Tasks for this exercise –
1) In the passage on expressive power, what kind of reasoning does OWL2 EL allow in exchange for having less expressive power than OWL2 RL?
2) From the passage on expressive power, retype the words from "In computer science, the" to "knowledge representation language)." with no changes.

BEGIN Page extract

Expressive power (computer science)

In computer science, the expressive power (also called expressiveness or expressivity) of a language is the breadth of ideas that can be represented and communicated in that language. The more expressive a language is, the greater the variety and quantity of ideas it can be used to represent.

For example, the Web Ontology Language expression language profile (OWL2 EL) lacks ideas (such as negation) which can be expressed in OWL2 RL (rule language). OWL2 EL may therefore be said to have less expressive power than OWL2 RL. These restrictions allow more efficient (polynomial time) reasoning in OWL2 EL than in OWL2 RL. So OWL2 EL trades some expressive power for more efficient reasoning (processing of the knowledge representation language).

^[1]

The term expressive power may be used with a range of meaning. It may mean a measure of the ideas expressible in that language:^[2]

• regardless of ease (theoretical expressivity)
• concisely and readily (practical expressivity)

END Page extract
BEGIN Provided information

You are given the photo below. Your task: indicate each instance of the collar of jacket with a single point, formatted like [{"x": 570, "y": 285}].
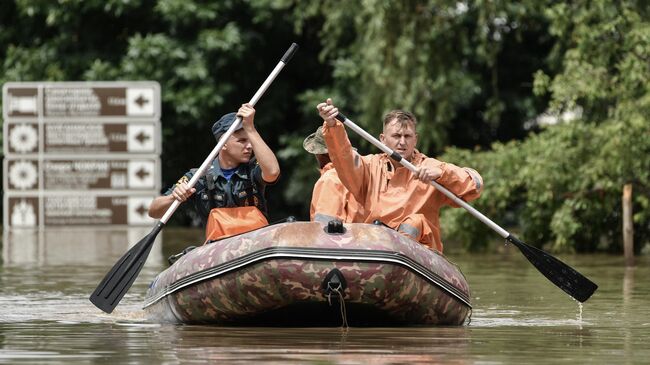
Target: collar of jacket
[
  {"x": 418, "y": 157},
  {"x": 242, "y": 170}
]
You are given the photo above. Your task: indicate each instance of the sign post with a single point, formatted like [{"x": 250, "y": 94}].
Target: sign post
[{"x": 80, "y": 153}]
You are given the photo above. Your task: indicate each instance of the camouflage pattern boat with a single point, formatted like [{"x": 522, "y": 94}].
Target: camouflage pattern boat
[{"x": 310, "y": 274}]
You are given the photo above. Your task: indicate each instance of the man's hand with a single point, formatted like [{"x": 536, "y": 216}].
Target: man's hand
[
  {"x": 182, "y": 192},
  {"x": 328, "y": 111},
  {"x": 428, "y": 174},
  {"x": 247, "y": 112}
]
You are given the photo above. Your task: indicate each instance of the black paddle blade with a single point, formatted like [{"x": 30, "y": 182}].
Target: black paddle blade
[
  {"x": 559, "y": 273},
  {"x": 117, "y": 282}
]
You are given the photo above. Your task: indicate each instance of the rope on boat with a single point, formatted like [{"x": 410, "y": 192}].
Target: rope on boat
[{"x": 344, "y": 313}]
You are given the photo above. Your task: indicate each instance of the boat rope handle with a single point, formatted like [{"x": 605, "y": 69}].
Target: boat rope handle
[{"x": 344, "y": 313}]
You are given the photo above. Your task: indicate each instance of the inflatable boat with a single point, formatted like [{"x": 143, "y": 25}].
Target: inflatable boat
[{"x": 311, "y": 274}]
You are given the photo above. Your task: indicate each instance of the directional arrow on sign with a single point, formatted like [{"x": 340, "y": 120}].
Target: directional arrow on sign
[
  {"x": 142, "y": 210},
  {"x": 141, "y": 101},
  {"x": 142, "y": 137},
  {"x": 142, "y": 173}
]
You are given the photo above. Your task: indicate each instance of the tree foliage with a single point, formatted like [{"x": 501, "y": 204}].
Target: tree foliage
[{"x": 564, "y": 185}]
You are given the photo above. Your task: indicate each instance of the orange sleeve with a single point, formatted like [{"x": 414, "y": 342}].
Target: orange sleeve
[
  {"x": 464, "y": 182},
  {"x": 352, "y": 170}
]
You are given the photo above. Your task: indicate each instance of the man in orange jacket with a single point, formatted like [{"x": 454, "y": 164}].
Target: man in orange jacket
[
  {"x": 330, "y": 199},
  {"x": 388, "y": 191}
]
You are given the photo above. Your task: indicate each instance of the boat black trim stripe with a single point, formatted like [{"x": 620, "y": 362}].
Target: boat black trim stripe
[{"x": 315, "y": 254}]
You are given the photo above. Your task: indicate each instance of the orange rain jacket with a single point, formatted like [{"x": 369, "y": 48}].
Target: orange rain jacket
[
  {"x": 392, "y": 194},
  {"x": 331, "y": 200}
]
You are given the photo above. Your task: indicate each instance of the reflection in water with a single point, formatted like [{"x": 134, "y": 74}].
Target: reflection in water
[
  {"x": 519, "y": 317},
  {"x": 73, "y": 245}
]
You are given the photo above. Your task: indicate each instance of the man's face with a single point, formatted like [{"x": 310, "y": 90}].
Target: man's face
[
  {"x": 400, "y": 138},
  {"x": 238, "y": 147}
]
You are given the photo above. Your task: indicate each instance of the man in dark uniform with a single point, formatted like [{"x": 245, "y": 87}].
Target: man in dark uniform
[{"x": 235, "y": 179}]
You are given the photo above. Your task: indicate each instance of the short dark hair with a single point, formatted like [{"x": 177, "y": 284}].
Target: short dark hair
[{"x": 403, "y": 117}]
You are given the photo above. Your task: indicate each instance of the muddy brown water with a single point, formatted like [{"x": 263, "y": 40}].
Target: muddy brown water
[{"x": 518, "y": 317}]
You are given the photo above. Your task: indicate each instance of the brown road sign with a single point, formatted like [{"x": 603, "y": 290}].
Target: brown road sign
[
  {"x": 24, "y": 138},
  {"x": 59, "y": 174},
  {"x": 26, "y": 211},
  {"x": 70, "y": 100}
]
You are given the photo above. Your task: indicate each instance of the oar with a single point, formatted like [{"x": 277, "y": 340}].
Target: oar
[
  {"x": 119, "y": 279},
  {"x": 559, "y": 273}
]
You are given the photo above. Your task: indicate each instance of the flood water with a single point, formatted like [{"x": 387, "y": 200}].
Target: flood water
[{"x": 519, "y": 317}]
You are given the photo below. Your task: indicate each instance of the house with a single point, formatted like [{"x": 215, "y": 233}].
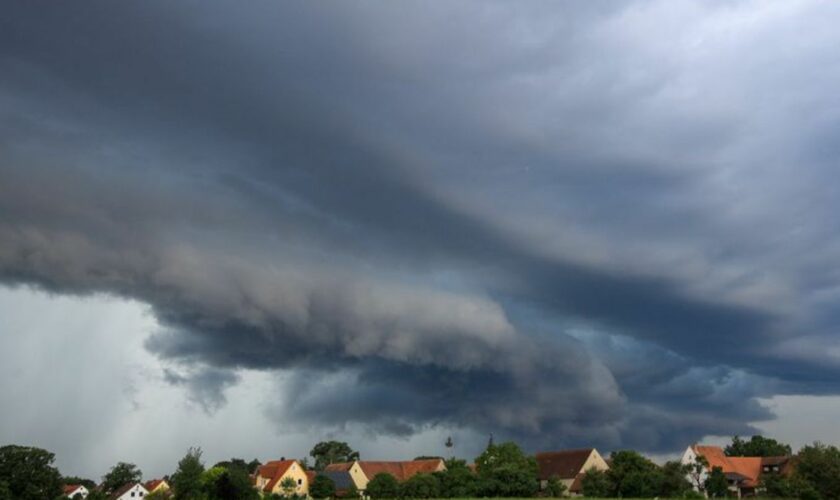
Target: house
[
  {"x": 742, "y": 473},
  {"x": 568, "y": 466},
  {"x": 157, "y": 485},
  {"x": 71, "y": 490},
  {"x": 129, "y": 491},
  {"x": 270, "y": 476},
  {"x": 346, "y": 474}
]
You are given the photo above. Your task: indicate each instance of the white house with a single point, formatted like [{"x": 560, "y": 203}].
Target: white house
[
  {"x": 71, "y": 490},
  {"x": 129, "y": 492}
]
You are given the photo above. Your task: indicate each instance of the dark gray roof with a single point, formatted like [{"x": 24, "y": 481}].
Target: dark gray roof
[{"x": 341, "y": 478}]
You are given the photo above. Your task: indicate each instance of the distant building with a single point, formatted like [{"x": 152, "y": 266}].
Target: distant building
[
  {"x": 270, "y": 476},
  {"x": 71, "y": 490},
  {"x": 743, "y": 474},
  {"x": 129, "y": 492},
  {"x": 568, "y": 466}
]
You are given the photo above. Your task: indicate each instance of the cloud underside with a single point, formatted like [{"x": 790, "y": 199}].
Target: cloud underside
[{"x": 502, "y": 233}]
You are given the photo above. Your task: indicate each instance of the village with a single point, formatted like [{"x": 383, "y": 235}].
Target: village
[{"x": 758, "y": 467}]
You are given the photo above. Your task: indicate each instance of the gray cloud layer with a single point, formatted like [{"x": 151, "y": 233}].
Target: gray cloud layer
[{"x": 542, "y": 222}]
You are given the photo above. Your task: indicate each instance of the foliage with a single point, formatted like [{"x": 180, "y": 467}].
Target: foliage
[
  {"x": 757, "y": 446},
  {"x": 421, "y": 486},
  {"x": 330, "y": 452},
  {"x": 818, "y": 465},
  {"x": 322, "y": 487},
  {"x": 288, "y": 485},
  {"x": 383, "y": 485},
  {"x": 634, "y": 476},
  {"x": 228, "y": 483},
  {"x": 674, "y": 482},
  {"x": 504, "y": 471},
  {"x": 457, "y": 481},
  {"x": 716, "y": 485},
  {"x": 28, "y": 473},
  {"x": 595, "y": 483},
  {"x": 555, "y": 487},
  {"x": 187, "y": 480},
  {"x": 120, "y": 475},
  {"x": 87, "y": 483}
]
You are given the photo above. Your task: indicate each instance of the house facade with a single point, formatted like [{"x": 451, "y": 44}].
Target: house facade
[
  {"x": 743, "y": 474},
  {"x": 131, "y": 491},
  {"x": 72, "y": 490},
  {"x": 270, "y": 477},
  {"x": 568, "y": 466}
]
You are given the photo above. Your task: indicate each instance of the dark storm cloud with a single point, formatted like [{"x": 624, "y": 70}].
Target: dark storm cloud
[{"x": 367, "y": 195}]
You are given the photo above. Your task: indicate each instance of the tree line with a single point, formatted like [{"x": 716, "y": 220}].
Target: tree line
[{"x": 502, "y": 470}]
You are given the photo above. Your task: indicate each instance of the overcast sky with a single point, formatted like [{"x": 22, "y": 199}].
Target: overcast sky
[{"x": 248, "y": 228}]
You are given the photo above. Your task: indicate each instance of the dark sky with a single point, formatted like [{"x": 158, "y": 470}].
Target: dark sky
[{"x": 564, "y": 223}]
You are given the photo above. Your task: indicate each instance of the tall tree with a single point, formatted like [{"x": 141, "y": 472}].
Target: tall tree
[
  {"x": 27, "y": 473},
  {"x": 187, "y": 479},
  {"x": 757, "y": 446},
  {"x": 503, "y": 470},
  {"x": 595, "y": 483},
  {"x": 322, "y": 487},
  {"x": 716, "y": 485},
  {"x": 120, "y": 475},
  {"x": 330, "y": 452}
]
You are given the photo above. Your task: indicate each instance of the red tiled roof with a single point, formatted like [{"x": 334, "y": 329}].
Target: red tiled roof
[
  {"x": 274, "y": 470},
  {"x": 565, "y": 464},
  {"x": 747, "y": 467},
  {"x": 70, "y": 488},
  {"x": 402, "y": 471}
]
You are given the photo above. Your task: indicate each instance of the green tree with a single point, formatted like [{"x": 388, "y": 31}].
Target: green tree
[
  {"x": 716, "y": 484},
  {"x": 330, "y": 452},
  {"x": 322, "y": 487},
  {"x": 674, "y": 482},
  {"x": 555, "y": 487},
  {"x": 457, "y": 481},
  {"x": 288, "y": 486},
  {"x": 383, "y": 485},
  {"x": 595, "y": 483},
  {"x": 228, "y": 483},
  {"x": 503, "y": 470},
  {"x": 187, "y": 480},
  {"x": 28, "y": 473},
  {"x": 757, "y": 446},
  {"x": 633, "y": 476},
  {"x": 120, "y": 475},
  {"x": 421, "y": 486},
  {"x": 818, "y": 465}
]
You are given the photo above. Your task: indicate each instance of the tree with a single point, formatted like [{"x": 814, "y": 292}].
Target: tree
[
  {"x": 457, "y": 481},
  {"x": 421, "y": 486},
  {"x": 330, "y": 452},
  {"x": 383, "y": 485},
  {"x": 555, "y": 487},
  {"x": 228, "y": 483},
  {"x": 818, "y": 465},
  {"x": 595, "y": 483},
  {"x": 187, "y": 480},
  {"x": 503, "y": 470},
  {"x": 288, "y": 486},
  {"x": 716, "y": 485},
  {"x": 633, "y": 476},
  {"x": 28, "y": 473},
  {"x": 674, "y": 482},
  {"x": 322, "y": 487},
  {"x": 757, "y": 446},
  {"x": 120, "y": 475}
]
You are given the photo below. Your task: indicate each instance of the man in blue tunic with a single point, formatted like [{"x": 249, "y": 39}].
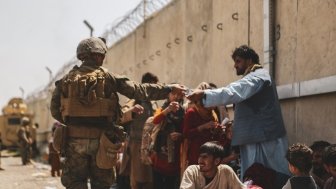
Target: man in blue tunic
[{"x": 258, "y": 125}]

END Provided information

Exercise solutions –
1) More efficient reasoning, in polynomial time.

2)
In computer science, the expressive power (also called expressiveness or expressivity) of a language is the breadth of ideas that can be represented and communicated in that language. The more expressive a language is, the greater the variety and quantity of ideas it can be used to represent.

For example, the Web Ontology Language expression language profile (OWL2 EL) lacks ideas (such as negation) which can be expressed in OWL2 RL (rule language). OWL2 EL may therefore be said to have less expressive power than OWL2 RL. These restrictions allow more efficient (polynomial time) reasoning in OWL2 EL than in OWL2 RL. So OWL2 EL trades some expressive power for more efficient reasoning (processing of the knowledge representation language).